Selected excerpt -
——————

The average lifespan of an animal or plant depends on many factors. The evolution and adaptation features have been the prime factors that decide the time span of a living thing existing on earth. The question of oldest living thing on earth rises in our minds. Which plant and animal have surpassed the other species in terms of lifespan?
Apart from the average lifespan, we have witnessed animals and plants defying the rule of nature to live more than expected. The highest living human has lived for more than 120 years whereas our average life expectancy is 73.4 years in 2019. Let us find out the plants and animals that have defied the laws of nature in terms of lifespan.
The timeline starting from birth to death is called lifespan. It varies from species to species. Plants live longer than animals in various aspects. Animals also have shown bizarre ages in various cases too. To understand lifespan, here is an example. The oldest recorded human lifespan is 122 years and 164 days of Jeanne Calment (France).
The life expectancy of humans has increased quite a lot from our intervention with medical science. We have been very cautious about what we eat and where we live to increase our lifespan. In fact, we are the only species that deny adjusting to nature and tend to create our own. This is how we have increased our life expectancy from 35 to 74 years within a time period ranging from the Early Middle Ages to the current age.
It is hard to name the oldest living thing on earth without going into classification. Let us cover plants and animals first individually and then proceed to make a decision.
The longest living animal on land is Jonathan. He is a giant Seychelles tortoise. His age is 190 years old. He was brought to St. Helena, a remote island in the South Atlantic in the 1880s. He was just a small hatchling in 1832. This animal has witnessed the biggest inventions and transformations of human history. When he was born, the light bulb was not invented and cars were 5 decades due. This is why Jonathon is the oldest turtle living peacefully under human supervision.
If we want to know the oldest animal in the world then Greenland Sharks can give the other species tough competition. In 2016, a Greenland shark was caught in the nets. It is a top predator in the Arctic region. This shark was found to be 392 years old by using the radiocarbon technique. It is thought that these sharks can live up to 5 centuries. Imagine that!

——————

Directions for this task - Continue the article on the oldest living plants and animals from its last sentence, "Imagine that!"

——————

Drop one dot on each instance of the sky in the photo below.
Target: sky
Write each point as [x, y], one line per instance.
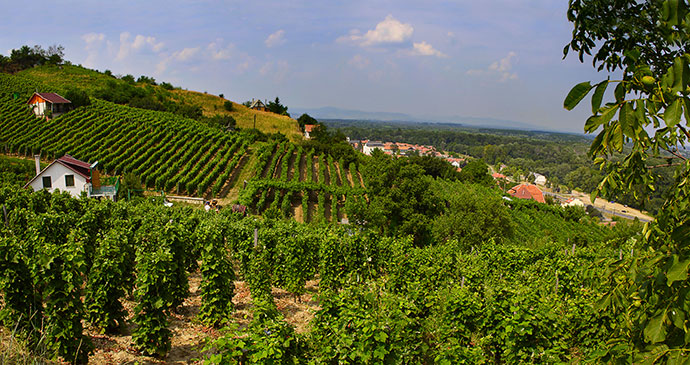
[499, 59]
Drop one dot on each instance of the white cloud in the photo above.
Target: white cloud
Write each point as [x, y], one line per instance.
[218, 52]
[93, 38]
[139, 43]
[388, 31]
[359, 62]
[275, 39]
[501, 68]
[278, 70]
[425, 49]
[93, 42]
[185, 54]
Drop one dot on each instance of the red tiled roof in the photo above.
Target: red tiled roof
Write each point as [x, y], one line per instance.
[53, 98]
[527, 191]
[73, 161]
[83, 168]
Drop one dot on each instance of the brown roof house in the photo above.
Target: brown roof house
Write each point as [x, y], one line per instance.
[73, 176]
[527, 191]
[258, 105]
[308, 128]
[39, 103]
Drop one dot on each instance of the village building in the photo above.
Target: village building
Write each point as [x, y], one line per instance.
[73, 176]
[258, 105]
[39, 103]
[370, 146]
[355, 143]
[573, 202]
[539, 179]
[527, 191]
[308, 128]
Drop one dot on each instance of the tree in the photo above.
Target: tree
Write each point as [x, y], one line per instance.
[276, 107]
[648, 42]
[305, 119]
[227, 105]
[476, 171]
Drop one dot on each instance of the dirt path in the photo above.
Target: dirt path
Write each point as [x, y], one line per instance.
[327, 207]
[298, 210]
[315, 169]
[279, 167]
[312, 206]
[338, 179]
[269, 163]
[295, 204]
[326, 173]
[188, 335]
[234, 176]
[302, 169]
[348, 175]
[612, 207]
[291, 166]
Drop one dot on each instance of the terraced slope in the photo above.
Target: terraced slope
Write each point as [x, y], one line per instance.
[61, 78]
[166, 151]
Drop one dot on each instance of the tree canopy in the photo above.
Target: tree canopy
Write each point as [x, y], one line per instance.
[647, 41]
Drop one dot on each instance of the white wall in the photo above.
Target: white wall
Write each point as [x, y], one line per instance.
[57, 173]
[39, 108]
[367, 150]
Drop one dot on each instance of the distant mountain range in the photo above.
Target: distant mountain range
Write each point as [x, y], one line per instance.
[330, 112]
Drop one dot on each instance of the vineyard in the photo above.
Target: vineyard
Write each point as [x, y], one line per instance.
[166, 151]
[286, 179]
[68, 265]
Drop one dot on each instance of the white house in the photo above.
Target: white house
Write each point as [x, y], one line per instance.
[573, 202]
[308, 128]
[539, 179]
[71, 175]
[40, 102]
[370, 146]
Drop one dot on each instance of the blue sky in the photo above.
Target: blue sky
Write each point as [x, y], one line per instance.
[493, 58]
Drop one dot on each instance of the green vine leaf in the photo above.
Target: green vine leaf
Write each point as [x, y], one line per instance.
[576, 95]
[655, 330]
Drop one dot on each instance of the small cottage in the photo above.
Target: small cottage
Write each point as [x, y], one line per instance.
[39, 103]
[73, 176]
[527, 191]
[308, 128]
[258, 105]
[370, 146]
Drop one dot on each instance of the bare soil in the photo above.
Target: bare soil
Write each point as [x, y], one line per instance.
[302, 169]
[188, 334]
[298, 210]
[315, 168]
[269, 163]
[291, 166]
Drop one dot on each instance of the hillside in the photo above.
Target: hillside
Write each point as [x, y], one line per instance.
[61, 78]
[166, 151]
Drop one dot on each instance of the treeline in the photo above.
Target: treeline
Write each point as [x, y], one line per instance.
[562, 158]
[473, 296]
[27, 57]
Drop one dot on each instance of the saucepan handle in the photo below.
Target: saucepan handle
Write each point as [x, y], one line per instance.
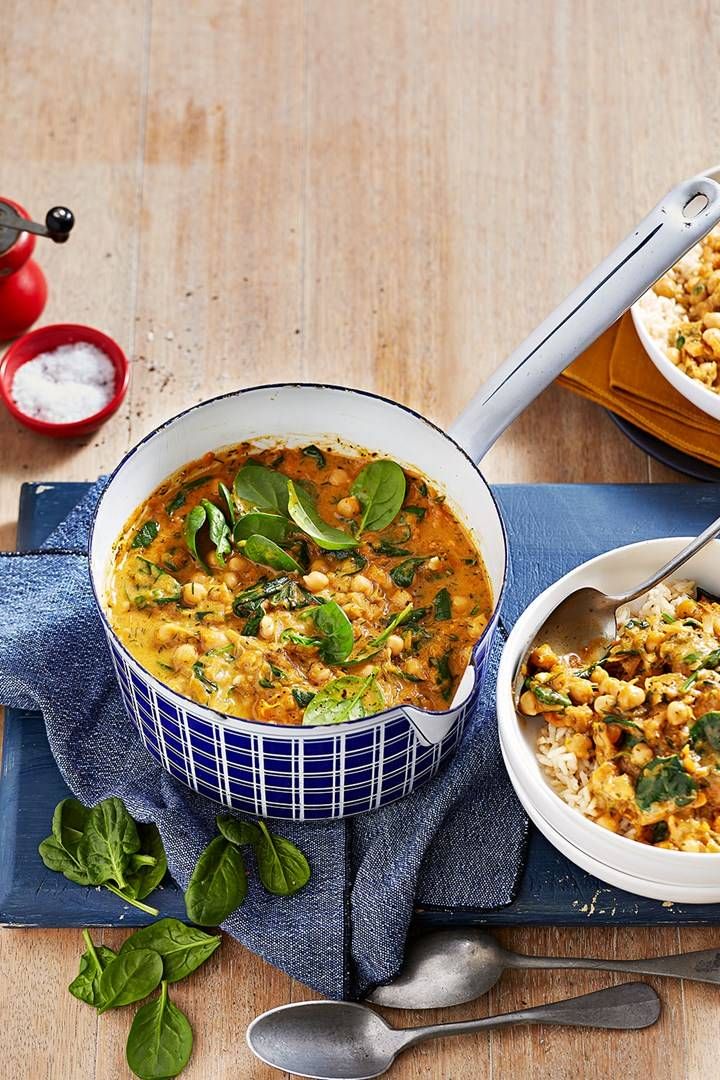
[681, 219]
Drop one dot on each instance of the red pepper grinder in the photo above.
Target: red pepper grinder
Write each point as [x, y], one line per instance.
[23, 285]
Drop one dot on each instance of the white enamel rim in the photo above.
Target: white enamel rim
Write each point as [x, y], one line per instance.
[705, 400]
[616, 569]
[465, 687]
[630, 882]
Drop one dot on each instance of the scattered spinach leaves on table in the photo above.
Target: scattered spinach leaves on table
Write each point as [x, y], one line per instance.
[160, 1040]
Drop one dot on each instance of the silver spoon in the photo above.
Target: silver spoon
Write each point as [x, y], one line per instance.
[588, 615]
[337, 1040]
[448, 967]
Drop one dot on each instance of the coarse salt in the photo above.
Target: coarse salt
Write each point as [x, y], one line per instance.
[71, 382]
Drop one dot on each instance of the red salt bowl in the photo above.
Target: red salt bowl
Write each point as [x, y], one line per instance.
[45, 339]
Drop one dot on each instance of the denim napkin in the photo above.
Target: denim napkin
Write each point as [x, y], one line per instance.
[458, 841]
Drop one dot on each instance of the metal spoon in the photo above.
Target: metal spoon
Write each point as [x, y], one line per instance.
[336, 1040]
[588, 615]
[448, 967]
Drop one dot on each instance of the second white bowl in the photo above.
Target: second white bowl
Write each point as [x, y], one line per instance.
[614, 571]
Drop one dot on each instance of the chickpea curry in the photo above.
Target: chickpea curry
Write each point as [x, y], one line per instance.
[633, 737]
[299, 585]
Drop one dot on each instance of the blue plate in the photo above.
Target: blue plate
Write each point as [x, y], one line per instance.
[665, 454]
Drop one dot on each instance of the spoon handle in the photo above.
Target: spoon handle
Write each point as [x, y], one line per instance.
[630, 1006]
[702, 967]
[674, 564]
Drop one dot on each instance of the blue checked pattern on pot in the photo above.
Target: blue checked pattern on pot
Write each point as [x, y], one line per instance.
[293, 772]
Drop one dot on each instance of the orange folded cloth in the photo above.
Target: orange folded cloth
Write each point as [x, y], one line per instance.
[616, 373]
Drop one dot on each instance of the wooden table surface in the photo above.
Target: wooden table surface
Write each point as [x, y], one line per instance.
[383, 193]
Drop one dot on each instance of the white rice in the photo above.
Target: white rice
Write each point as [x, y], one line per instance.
[568, 777]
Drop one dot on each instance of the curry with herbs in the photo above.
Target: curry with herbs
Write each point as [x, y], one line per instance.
[299, 585]
[633, 734]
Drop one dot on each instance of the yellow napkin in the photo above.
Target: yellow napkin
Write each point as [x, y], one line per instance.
[616, 373]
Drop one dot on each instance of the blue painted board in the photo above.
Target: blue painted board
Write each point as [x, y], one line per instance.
[552, 892]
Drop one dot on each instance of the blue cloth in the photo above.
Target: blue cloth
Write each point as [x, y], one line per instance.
[457, 842]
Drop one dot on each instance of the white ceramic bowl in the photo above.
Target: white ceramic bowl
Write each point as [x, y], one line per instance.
[678, 874]
[705, 400]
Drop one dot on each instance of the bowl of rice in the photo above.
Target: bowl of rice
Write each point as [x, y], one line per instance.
[678, 322]
[614, 748]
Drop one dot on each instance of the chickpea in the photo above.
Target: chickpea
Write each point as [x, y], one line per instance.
[166, 633]
[678, 713]
[640, 755]
[315, 581]
[529, 703]
[603, 703]
[213, 638]
[338, 477]
[579, 744]
[362, 584]
[349, 507]
[184, 656]
[193, 593]
[318, 673]
[630, 696]
[581, 691]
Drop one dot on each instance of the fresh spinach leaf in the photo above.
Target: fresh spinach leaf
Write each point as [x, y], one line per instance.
[259, 549]
[348, 698]
[338, 639]
[218, 883]
[664, 780]
[314, 453]
[442, 606]
[219, 530]
[380, 489]
[705, 732]
[262, 488]
[546, 696]
[403, 575]
[160, 1040]
[130, 977]
[240, 833]
[282, 867]
[193, 524]
[304, 515]
[86, 984]
[182, 948]
[146, 535]
[272, 526]
[226, 495]
[143, 879]
[109, 839]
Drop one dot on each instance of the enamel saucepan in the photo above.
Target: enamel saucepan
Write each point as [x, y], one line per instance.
[320, 772]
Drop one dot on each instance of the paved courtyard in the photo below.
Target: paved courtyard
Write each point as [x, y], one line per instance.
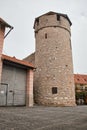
[43, 118]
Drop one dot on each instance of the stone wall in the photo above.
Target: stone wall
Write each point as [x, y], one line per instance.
[53, 60]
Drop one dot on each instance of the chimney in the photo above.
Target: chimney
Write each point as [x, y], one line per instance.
[3, 25]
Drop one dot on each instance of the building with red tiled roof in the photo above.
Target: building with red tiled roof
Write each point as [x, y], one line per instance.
[16, 76]
[81, 88]
[80, 79]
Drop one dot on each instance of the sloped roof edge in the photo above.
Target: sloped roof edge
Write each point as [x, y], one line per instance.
[51, 12]
[5, 23]
[14, 60]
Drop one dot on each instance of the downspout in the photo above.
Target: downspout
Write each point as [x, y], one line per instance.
[8, 32]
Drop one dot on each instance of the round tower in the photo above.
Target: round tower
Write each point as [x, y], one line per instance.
[54, 82]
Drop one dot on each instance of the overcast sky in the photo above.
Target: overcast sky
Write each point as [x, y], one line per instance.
[21, 14]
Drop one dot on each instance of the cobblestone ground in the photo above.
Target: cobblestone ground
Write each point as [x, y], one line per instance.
[43, 118]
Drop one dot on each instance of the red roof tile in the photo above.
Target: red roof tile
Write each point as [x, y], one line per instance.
[80, 79]
[5, 23]
[14, 60]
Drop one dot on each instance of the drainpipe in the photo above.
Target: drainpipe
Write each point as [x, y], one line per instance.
[8, 32]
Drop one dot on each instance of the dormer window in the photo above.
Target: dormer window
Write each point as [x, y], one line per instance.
[58, 17]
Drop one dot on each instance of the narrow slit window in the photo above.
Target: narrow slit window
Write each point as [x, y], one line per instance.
[54, 90]
[45, 35]
[58, 17]
[37, 21]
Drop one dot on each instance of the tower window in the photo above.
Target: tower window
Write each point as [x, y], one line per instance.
[58, 17]
[45, 35]
[54, 90]
[37, 20]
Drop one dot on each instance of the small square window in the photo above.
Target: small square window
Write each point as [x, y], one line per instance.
[58, 17]
[54, 90]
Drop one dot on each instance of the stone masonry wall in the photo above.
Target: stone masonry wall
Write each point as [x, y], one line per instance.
[53, 60]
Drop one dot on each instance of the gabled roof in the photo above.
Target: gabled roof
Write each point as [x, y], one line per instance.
[80, 79]
[17, 61]
[5, 23]
[52, 13]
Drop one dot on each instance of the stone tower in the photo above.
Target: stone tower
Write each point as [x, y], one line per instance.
[54, 83]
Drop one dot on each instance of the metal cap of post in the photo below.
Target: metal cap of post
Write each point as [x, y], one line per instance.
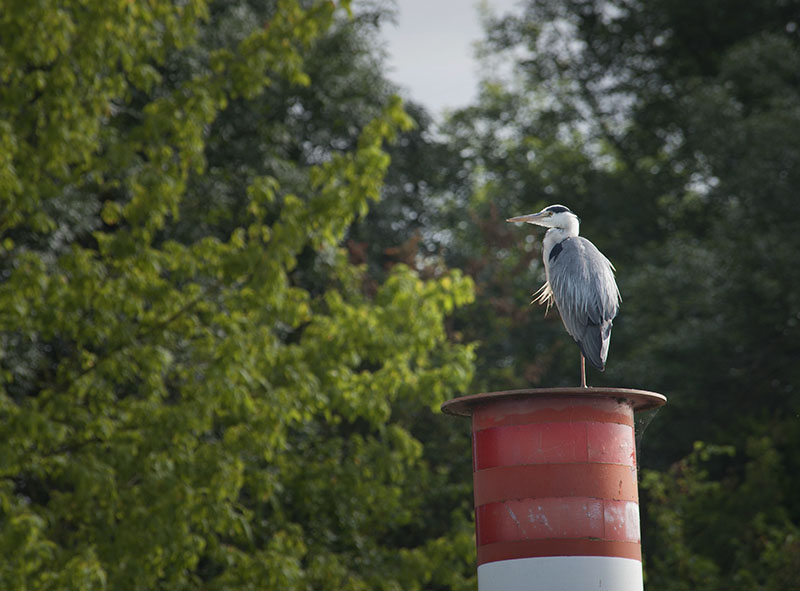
[556, 494]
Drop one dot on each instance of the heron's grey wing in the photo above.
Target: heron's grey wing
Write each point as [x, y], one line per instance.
[586, 295]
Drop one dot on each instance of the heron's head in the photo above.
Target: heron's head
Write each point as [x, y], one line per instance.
[552, 216]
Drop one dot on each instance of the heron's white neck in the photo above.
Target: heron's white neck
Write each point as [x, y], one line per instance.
[555, 235]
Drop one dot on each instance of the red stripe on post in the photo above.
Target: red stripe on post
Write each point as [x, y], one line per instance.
[553, 443]
[569, 517]
[611, 444]
[551, 410]
[607, 481]
[554, 547]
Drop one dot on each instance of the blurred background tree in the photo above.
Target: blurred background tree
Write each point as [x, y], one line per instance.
[220, 352]
[198, 388]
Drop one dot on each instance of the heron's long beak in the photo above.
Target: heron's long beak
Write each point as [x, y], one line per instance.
[531, 218]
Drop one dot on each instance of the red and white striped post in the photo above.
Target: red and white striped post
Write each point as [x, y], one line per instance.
[556, 495]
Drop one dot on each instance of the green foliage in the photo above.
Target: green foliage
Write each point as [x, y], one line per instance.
[716, 529]
[221, 406]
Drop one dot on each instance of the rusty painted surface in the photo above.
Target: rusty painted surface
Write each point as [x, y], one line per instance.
[555, 475]
[638, 399]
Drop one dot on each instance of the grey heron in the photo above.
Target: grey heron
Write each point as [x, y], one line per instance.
[580, 280]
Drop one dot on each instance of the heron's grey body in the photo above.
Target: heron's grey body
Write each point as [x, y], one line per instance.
[580, 281]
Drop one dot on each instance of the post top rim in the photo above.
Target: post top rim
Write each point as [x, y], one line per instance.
[640, 399]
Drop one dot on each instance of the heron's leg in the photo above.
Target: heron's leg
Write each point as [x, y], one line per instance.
[583, 371]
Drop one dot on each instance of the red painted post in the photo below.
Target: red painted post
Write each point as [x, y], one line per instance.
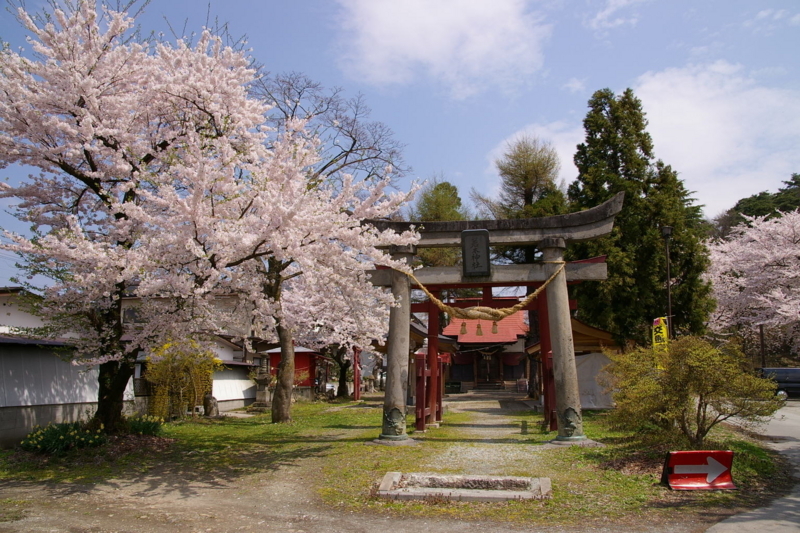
[547, 363]
[433, 364]
[439, 410]
[421, 376]
[356, 373]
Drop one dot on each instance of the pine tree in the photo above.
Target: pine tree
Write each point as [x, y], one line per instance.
[617, 155]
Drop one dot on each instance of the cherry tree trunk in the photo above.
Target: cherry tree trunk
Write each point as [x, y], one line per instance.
[113, 379]
[282, 398]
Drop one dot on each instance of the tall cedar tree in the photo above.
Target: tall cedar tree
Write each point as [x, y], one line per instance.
[616, 156]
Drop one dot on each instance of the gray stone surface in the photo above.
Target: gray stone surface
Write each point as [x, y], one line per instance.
[783, 516]
[417, 486]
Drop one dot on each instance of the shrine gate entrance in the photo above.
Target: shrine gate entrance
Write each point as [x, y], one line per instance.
[551, 235]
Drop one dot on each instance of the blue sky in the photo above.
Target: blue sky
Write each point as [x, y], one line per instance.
[456, 80]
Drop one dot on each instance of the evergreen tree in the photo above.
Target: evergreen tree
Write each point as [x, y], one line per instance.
[617, 155]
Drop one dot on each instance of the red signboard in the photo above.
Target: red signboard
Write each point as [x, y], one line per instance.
[698, 470]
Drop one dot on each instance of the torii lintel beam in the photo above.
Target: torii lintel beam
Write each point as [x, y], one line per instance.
[572, 227]
[501, 274]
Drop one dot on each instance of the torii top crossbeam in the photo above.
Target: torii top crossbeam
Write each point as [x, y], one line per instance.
[572, 227]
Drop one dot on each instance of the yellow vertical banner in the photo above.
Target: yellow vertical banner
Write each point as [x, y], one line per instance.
[660, 332]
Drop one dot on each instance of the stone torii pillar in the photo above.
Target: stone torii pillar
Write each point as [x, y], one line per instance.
[565, 375]
[394, 403]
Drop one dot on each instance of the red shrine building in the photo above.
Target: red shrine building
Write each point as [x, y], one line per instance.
[491, 355]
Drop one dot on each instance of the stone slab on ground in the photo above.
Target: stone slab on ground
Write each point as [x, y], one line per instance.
[397, 486]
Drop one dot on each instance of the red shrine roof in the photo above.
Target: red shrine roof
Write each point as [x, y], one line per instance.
[509, 329]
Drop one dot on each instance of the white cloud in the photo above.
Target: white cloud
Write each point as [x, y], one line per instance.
[768, 20]
[465, 46]
[575, 85]
[728, 136]
[609, 17]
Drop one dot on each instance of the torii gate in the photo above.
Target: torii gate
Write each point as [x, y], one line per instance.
[551, 235]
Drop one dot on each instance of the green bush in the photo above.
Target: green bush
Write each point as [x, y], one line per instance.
[57, 439]
[687, 388]
[145, 424]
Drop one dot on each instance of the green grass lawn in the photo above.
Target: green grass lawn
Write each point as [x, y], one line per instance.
[331, 443]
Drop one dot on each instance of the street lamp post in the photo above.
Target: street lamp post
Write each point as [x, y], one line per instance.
[666, 232]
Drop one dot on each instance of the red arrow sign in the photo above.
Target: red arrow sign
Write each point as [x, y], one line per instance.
[698, 470]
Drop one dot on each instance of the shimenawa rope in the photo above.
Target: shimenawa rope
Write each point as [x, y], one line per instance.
[487, 313]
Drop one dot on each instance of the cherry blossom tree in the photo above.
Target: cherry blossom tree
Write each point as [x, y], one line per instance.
[103, 117]
[756, 275]
[158, 179]
[294, 252]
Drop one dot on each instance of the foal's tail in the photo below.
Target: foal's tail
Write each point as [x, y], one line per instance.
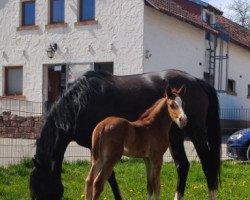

——————

Your response -
Sponges are primitive animals sticking to the seabed with no proper organs. They just have the simplest alimentary canal connected with the pores on their skin to filter seawater and live on plankton. A deep-sea sponge can break the records of all living animals. It can live up to a thousand years. In fact, a study revealed that the oldest of the sponge samples collected lived for 11,000 years. During this time, the earth has just recovered from the Ice Age. Hence, the world oldest animal award goes to the deep-sea sponges.
A startling discovery was made by zoologists that revealed that jellyfish cannot actually die. They are immortals! The research was done in the 1980s that explained how jellyfish can regenerate their organs.
It is the only known species that can cheat death without using the invisibility cloak of Harry Potter. The secret lies in its reproductive patterns and cycles. It all starts with a polyp hatching from an egg. It clings to a rocky surface until it grows. When stressed, an adult jellyfish can degrade or sever its tentacles to resume the old polyp shape. It can once again resume its original shape when everything is normal.
A bristlecone pine tree is the oldest plant in the world. It has lived for 5062 years according to the botanists. It means that this tree existed way before Stonehenge was built. It is older than pharaohs and has witnessed the downfalls of the Roman Empire.
A special version of quaking aspen in Utah named Pando exists for 80,000 years in the same place. It has followed a particular cloning process from an extensive root system. The oldest one is long gone but a single tree has covered 107 acres of land alone. This tree can be considered the oldest thing in the world if we consider sprouting from the same root system. It can also be considered the biggest living thing in the world with such a huge span.
The Oldest Living Thing, Pando, The Cloning Tree
These are the list of animals and plants that have defied the law of death and have survived or still surviving. The list baffles us about the lifespan of animals that can live for millennia. As it turns out, sponges can beat plants in terms of lifespan.
Trees, on the other hand, stand in the same place handling harsh weather conditions and have lived for thousands of years. They have shown perseverance in nature. The longest tree in the world is Hyperion, a redwood species that grows 380 feet tall. It shows how plants and animals have evolved and adapted themselves to withstand nature’s fury and increase their lifespan.
We have also learned how humans have used science to increase their lifespan to double. Are we going to outlast all these? Food for thought!